DATA FOR ANALYSIS: Begin

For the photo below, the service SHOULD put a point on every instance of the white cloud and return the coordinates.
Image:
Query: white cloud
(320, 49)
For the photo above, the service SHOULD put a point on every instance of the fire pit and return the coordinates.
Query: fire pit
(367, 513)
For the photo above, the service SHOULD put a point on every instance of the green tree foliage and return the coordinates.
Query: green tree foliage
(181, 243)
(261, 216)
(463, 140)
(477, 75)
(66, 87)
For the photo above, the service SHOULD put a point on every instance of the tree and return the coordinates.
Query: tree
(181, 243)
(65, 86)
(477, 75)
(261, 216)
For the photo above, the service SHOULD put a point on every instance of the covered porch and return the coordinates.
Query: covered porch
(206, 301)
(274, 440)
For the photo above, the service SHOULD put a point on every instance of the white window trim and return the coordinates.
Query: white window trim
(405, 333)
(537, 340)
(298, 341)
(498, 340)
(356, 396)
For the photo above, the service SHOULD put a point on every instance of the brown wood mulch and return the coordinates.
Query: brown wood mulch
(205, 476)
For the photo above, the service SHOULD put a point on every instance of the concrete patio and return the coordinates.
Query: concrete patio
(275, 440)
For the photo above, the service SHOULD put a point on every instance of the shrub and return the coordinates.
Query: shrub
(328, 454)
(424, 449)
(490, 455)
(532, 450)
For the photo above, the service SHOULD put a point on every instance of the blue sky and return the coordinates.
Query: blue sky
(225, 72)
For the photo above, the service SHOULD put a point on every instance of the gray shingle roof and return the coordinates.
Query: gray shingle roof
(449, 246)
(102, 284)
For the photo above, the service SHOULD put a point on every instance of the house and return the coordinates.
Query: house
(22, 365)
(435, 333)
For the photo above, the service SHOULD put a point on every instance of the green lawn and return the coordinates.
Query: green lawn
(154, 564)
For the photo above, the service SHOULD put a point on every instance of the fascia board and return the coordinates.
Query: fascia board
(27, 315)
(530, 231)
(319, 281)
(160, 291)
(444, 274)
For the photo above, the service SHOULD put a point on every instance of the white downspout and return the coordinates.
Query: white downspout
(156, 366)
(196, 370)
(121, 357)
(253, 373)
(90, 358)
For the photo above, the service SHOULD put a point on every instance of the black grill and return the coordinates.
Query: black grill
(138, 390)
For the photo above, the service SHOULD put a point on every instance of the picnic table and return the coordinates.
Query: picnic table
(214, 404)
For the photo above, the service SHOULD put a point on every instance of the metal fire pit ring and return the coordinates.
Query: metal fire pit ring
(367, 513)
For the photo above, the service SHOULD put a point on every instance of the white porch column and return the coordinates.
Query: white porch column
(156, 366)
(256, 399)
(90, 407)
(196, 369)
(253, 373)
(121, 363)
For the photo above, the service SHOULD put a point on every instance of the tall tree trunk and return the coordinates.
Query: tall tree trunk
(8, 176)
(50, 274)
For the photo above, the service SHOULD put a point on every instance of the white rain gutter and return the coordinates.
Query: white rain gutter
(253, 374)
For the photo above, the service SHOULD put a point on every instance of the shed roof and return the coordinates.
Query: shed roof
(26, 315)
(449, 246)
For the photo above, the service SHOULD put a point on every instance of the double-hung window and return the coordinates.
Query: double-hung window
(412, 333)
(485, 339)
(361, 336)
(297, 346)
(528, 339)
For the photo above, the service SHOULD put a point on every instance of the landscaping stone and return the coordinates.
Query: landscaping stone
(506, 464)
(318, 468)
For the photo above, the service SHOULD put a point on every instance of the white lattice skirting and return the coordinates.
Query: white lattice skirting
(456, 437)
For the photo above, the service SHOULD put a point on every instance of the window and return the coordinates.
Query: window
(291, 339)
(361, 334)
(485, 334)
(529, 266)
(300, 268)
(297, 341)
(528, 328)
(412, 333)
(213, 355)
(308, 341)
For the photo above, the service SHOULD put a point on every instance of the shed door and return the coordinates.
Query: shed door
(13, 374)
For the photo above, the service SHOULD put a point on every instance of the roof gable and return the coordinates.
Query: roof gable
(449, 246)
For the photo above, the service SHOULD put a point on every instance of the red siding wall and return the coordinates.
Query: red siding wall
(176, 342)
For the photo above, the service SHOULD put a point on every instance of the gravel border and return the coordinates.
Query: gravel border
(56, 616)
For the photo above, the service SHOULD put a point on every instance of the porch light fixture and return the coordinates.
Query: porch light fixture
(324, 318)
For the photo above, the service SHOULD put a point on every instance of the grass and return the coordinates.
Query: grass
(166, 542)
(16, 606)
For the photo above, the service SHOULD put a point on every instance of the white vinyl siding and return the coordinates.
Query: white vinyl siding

DATA FOR ANALYSIS: End

• _WORK INSTRUCTION_:
Where in the records does the string "vinyl" appear? Copy every line that has it.

• _WRITTEN RESPONSE_:
For the photo above, the service SHOULD put a point on every instance of the white vinyl siding and return the coordinates.
Query: white vinyl siding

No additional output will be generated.